# WHAT TO WORK ON
Leave every picture out, and retype all the remaining records exactly.

--- INFORMATION GIVEN Enclosed Below ---

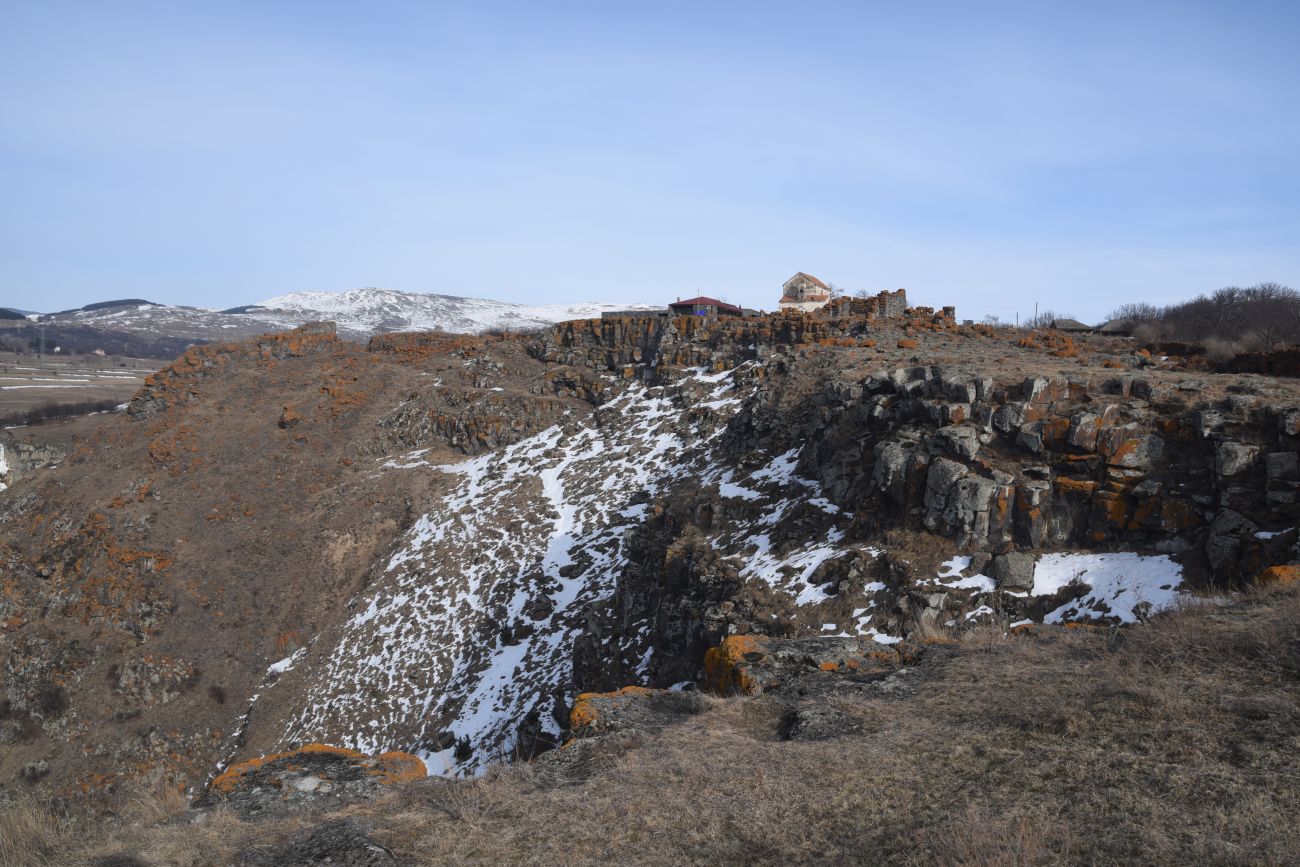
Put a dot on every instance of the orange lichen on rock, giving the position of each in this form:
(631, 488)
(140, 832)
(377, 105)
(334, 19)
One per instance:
(1065, 485)
(584, 706)
(1278, 576)
(724, 666)
(230, 779)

--- End of Enclosed INFORMATION GIVEN ---

# WRITTEN ANSWER
Put a dot on every instance of the orange lichen on rock, giving the position of each in this form:
(631, 488)
(140, 832)
(377, 105)
(334, 19)
One per instance:
(1065, 485)
(584, 706)
(1278, 576)
(724, 666)
(230, 779)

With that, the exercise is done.